Segmentation annotation records:
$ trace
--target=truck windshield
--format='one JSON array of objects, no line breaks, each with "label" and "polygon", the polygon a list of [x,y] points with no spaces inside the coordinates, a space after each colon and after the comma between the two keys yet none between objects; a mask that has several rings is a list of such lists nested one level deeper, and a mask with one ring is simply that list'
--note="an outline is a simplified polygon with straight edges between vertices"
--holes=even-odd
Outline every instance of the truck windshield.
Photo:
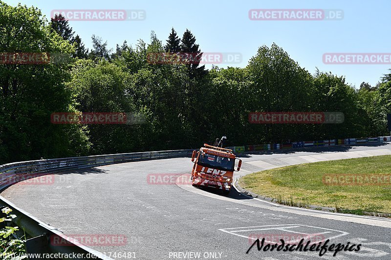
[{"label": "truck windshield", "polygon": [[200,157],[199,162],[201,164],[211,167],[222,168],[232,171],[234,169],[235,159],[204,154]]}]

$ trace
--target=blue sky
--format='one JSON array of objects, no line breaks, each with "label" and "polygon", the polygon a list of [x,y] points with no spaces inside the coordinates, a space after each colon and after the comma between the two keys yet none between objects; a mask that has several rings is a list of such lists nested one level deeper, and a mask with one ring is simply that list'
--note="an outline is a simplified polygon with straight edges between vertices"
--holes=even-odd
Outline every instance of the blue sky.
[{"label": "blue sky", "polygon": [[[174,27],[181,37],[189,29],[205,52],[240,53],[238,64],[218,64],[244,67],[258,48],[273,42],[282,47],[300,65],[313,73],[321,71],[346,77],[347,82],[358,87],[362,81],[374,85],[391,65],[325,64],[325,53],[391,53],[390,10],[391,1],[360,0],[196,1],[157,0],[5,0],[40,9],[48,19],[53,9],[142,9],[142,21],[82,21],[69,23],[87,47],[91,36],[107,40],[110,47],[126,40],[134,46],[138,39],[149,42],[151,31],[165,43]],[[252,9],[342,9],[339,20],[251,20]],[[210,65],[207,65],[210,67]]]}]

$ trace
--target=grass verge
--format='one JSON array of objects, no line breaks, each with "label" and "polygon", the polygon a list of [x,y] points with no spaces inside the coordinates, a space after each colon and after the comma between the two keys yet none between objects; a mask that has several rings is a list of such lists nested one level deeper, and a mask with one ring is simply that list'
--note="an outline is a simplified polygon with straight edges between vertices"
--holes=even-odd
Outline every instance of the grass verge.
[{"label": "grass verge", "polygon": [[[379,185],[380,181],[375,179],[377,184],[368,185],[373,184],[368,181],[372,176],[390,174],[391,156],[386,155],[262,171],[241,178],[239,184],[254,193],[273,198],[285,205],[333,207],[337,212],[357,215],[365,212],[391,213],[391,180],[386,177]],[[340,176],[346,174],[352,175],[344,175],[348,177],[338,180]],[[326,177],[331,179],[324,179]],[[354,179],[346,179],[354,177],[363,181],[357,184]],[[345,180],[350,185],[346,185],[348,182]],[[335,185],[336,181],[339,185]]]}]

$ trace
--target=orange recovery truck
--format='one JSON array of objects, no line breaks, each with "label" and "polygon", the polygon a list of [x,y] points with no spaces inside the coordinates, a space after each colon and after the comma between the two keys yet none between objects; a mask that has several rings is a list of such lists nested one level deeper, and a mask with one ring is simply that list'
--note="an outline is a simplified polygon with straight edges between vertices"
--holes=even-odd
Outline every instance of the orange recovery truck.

**DIRECTIONS FOR THIS TASK**
Write the material out again exactly as it appears, dropping the pictures.

**SOLUTION TO THIS TASK**
$ trace
--target=truck windshield
--format='one JSON array of objects, no line breaks, each with "label" and "polygon", the polygon a list of [x,y] points with no spaces inside the coordinates, a space after each colon and after the comma between the two keys yet none between objects; a mask that has several rings is a list of such lists nested one level deeper, and a mask with one ring is simply that list'
--note="an outline is a simplified polygon with straight edges between vertices"
--holes=even-odd
Outline every instance of the truck windshield.
Photo:
[{"label": "truck windshield", "polygon": [[200,157],[199,162],[201,164],[211,167],[222,168],[232,171],[234,169],[235,159],[204,154]]}]

$ trace
--target=blue sky
--format='one JSON array of objects, no line breaks, each with "label" and "polygon", the polygon a list of [x,y] points with no spaces inside the coordinates, a space after each colon and after the comma between the two keys yet none between objects; a mask that has several rings is a list of such lists nested one level deeper, and a mask with one ring is simply that list'
--note="an outline is a simplified polygon with straight edges between vertices"
--holes=even-odd
Outline every instance of the blue sky.
[{"label": "blue sky", "polygon": [[[174,27],[181,37],[189,29],[205,52],[240,53],[238,64],[218,64],[244,67],[258,48],[273,42],[282,47],[300,65],[313,73],[321,71],[346,77],[347,82],[358,87],[362,81],[374,85],[391,65],[325,64],[325,53],[391,53],[390,10],[391,1],[360,0],[196,1],[157,0],[5,0],[40,9],[48,19],[53,9],[142,9],[142,21],[82,21],[69,23],[87,47],[91,36],[107,40],[110,47],[126,40],[134,46],[138,39],[149,42],[151,31],[165,43]],[[252,9],[342,9],[339,20],[251,20]],[[210,65],[207,65],[210,67]]]}]

$ trace
--target=grass verge
--format='one JSON array of objects, no line breaks, each with "label" and "polygon", the polygon a list of [x,y] points with no spaces inside the coordinates, a space after each colon and after the comma between the two keys yet none between objects; a mask that has several rings is a list of such lists nested one level deeper, and a mask with one ring is simply that list'
--note="an outline is a simplified polygon with straight edges between vertices"
--holes=even-odd
Outline every instance of the grass verge.
[{"label": "grass verge", "polygon": [[[379,185],[380,181],[375,179],[377,184],[368,185],[373,184],[368,181],[372,176],[390,174],[391,156],[386,155],[262,171],[241,178],[239,184],[254,193],[273,198],[285,205],[333,207],[337,212],[357,215],[365,212],[391,213],[391,180],[386,177]],[[340,176],[346,174],[352,175],[344,175],[348,177],[338,180]],[[326,177],[331,179],[324,179]],[[354,179],[346,179],[354,177],[363,181],[357,184]],[[345,180],[350,185],[346,185],[348,182]],[[335,185],[336,181],[339,185]]]}]

$ trace
--target=orange recovery truck
--format='one JSON array of objects, no line breaks, each with "label" and "polygon", the polygon a list of [x,y] points with no spaces inside the coordinates, a space after each colon and after the comma between the two keys yet none between objects; a mask that has several rings is a list of such lists nested one level deeper, and a mask with one ring is simply that list'
--note="an outline is a simplified polygon with straight edges between vertices"
--holes=even-odd
Outline every instance of the orange recovery truck.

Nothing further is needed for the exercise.